▶ _Saved entries_:
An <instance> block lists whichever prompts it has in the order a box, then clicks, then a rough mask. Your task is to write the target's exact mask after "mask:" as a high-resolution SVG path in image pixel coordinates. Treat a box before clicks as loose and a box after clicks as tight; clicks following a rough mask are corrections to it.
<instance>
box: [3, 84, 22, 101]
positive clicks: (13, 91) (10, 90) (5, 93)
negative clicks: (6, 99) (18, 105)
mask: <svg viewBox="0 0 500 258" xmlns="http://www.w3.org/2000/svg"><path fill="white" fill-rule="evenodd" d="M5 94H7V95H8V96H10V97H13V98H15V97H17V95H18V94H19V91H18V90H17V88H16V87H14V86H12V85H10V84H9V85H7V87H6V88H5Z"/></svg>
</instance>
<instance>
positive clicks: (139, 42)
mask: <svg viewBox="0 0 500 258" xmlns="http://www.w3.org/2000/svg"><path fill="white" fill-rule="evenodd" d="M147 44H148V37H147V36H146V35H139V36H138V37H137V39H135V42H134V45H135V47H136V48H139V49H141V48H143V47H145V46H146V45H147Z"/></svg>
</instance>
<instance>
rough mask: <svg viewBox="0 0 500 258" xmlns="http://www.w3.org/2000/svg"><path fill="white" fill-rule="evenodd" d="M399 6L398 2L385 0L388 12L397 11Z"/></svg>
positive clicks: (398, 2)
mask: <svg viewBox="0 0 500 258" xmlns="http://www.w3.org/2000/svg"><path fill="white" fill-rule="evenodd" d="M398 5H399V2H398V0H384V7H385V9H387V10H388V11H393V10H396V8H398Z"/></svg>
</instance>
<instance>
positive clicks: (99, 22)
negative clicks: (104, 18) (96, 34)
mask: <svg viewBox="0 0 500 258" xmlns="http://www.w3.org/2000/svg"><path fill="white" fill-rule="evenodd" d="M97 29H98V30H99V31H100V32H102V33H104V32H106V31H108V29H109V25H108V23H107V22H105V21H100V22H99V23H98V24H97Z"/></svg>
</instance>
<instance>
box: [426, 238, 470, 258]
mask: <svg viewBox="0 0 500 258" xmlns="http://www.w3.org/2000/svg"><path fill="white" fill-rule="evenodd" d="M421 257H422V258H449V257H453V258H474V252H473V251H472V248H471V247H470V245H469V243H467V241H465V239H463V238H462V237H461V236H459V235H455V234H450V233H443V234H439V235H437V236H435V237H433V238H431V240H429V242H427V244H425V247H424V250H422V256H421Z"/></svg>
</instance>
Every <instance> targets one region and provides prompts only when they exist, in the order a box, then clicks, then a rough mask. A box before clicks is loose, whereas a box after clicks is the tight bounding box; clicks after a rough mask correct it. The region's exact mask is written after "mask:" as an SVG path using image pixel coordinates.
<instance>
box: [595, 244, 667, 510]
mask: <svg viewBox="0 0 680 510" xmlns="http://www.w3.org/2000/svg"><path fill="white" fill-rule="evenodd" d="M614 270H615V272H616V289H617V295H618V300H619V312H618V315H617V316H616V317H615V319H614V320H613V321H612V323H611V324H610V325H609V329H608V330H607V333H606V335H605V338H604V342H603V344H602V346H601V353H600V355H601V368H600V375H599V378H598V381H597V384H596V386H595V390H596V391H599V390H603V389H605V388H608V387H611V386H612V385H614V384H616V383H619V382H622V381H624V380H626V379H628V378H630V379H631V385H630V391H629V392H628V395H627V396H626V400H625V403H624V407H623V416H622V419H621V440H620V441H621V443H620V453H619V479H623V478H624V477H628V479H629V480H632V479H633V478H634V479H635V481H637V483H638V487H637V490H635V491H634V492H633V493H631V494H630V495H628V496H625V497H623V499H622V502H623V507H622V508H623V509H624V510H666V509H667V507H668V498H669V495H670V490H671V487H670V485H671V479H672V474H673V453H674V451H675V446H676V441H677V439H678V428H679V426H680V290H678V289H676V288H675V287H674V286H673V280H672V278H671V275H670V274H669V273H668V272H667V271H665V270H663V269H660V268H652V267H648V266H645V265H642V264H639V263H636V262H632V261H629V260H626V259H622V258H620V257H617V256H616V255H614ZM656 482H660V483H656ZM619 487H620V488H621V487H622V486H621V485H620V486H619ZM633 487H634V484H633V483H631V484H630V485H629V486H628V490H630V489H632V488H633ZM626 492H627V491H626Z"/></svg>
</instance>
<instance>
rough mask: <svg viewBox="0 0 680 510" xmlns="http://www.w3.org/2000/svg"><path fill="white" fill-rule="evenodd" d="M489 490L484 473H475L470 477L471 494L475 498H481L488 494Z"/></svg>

▶ _PROBLEM TO SOLVE_:
Would you please write out the entries again exactly?

▶ _OUTPUT OF THE EXERCISE_:
An <instance> block lists whichever prompts it has in the order a box, then clicks, then a rough mask. Your task is to write the target's exact mask after "mask:" as a high-resolution SVG path in image pixel coordinates. Treat a box before clicks as loose and a box after clicks as tight; clicks following a rough mask are corrections to it.
<instance>
box: [3, 84, 22, 101]
positive clicks: (13, 91) (10, 90) (5, 93)
negative clicks: (6, 99) (18, 105)
mask: <svg viewBox="0 0 500 258" xmlns="http://www.w3.org/2000/svg"><path fill="white" fill-rule="evenodd" d="M5 94H7V95H8V96H10V97H13V98H15V97H17V95H18V94H19V91H18V90H17V88H16V87H14V86H12V85H10V84H9V85H7V87H6V88H5Z"/></svg>
</instance>
<instance>
positive clicks: (139, 42)
mask: <svg viewBox="0 0 500 258" xmlns="http://www.w3.org/2000/svg"><path fill="white" fill-rule="evenodd" d="M147 44H148V37H147V36H146V35H139V36H138V37H137V39H135V42H134V45H135V47H136V48H139V49H141V48H143V47H145V46H146V45H147Z"/></svg>
</instance>
<instance>
rough mask: <svg viewBox="0 0 500 258" xmlns="http://www.w3.org/2000/svg"><path fill="white" fill-rule="evenodd" d="M399 6L398 2L385 0L388 12L397 11Z"/></svg>
positive clicks: (398, 2)
mask: <svg viewBox="0 0 500 258" xmlns="http://www.w3.org/2000/svg"><path fill="white" fill-rule="evenodd" d="M398 5H399V2H398V0H384V7H385V9H387V10H388V11H393V10H396V8H398Z"/></svg>
</instance>
<instance>
positive clicks: (99, 22)
negative clicks: (104, 18) (96, 34)
mask: <svg viewBox="0 0 500 258" xmlns="http://www.w3.org/2000/svg"><path fill="white" fill-rule="evenodd" d="M97 29H98V30H99V31H100V32H102V33H104V32H106V31H108V29H109V25H108V23H107V22H105V21H100V22H99V23H98V24H97Z"/></svg>
</instance>
<instance>
box: [426, 238, 470, 258]
mask: <svg viewBox="0 0 500 258" xmlns="http://www.w3.org/2000/svg"><path fill="white" fill-rule="evenodd" d="M421 257H422V258H449V257H453V258H474V252H473V251H472V248H471V247H470V245H469V243H467V241H465V239H463V238H462V237H461V236H459V235H455V234H450V233H443V234H439V235H437V236H435V237H433V238H431V240H429V242H427V244H425V247H424V250H422V256H421Z"/></svg>
</instance>
Every <instance> targets one region and provides prompts only when they exist, in the order a box, then clicks, then a rough mask. A box before clicks is loose, whereas a box after clicks is the tight bounding box; clicks after a rough mask correct it. The region's exact mask is written after "mask:" as an SVG path using image pixel coordinates.
<instance>
box: [595, 244, 667, 510]
mask: <svg viewBox="0 0 680 510" xmlns="http://www.w3.org/2000/svg"><path fill="white" fill-rule="evenodd" d="M614 270H615V272H616V289H617V295H618V300H619V312H618V315H617V316H616V317H615V319H614V320H613V321H612V323H611V324H610V325H609V329H608V330H607V333H606V335H605V338H604V342H603V344H602V346H601V353H600V355H601V368H600V375H599V378H598V381H597V384H596V386H595V390H596V391H599V390H603V389H605V388H608V387H611V386H612V385H614V384H616V383H619V382H622V381H624V380H626V379H628V378H630V379H631V385H630V391H629V392H628V395H627V396H626V400H625V403H624V407H623V416H622V419H621V440H620V441H621V443H620V453H619V479H623V478H624V477H628V479H629V480H632V479H633V478H634V479H635V481H637V483H638V487H637V490H635V491H634V492H633V493H631V494H630V495H628V496H625V497H623V499H622V502H623V507H622V508H623V509H624V510H666V509H667V507H668V498H669V495H670V490H671V487H670V485H671V479H672V474H673V453H674V451H675V446H676V441H677V439H678V428H679V426H680V290H678V289H676V288H675V287H674V286H673V280H672V278H671V275H670V274H669V273H668V272H667V271H665V270H663V269H660V268H652V267H648V266H645V265H642V264H639V263H636V262H632V261H629V260H626V259H622V258H620V257H617V256H616V255H614ZM656 482H660V483H656ZM619 487H620V488H621V487H622V486H621V485H620V486H619ZM633 487H634V484H633V483H631V484H630V485H629V486H628V490H630V489H632V488H633ZM626 492H627V491H626Z"/></svg>
</instance>
<instance>
rough mask: <svg viewBox="0 0 680 510" xmlns="http://www.w3.org/2000/svg"><path fill="white" fill-rule="evenodd" d="M489 490L484 473H475L470 477L471 494L475 498H481L488 494Z"/></svg>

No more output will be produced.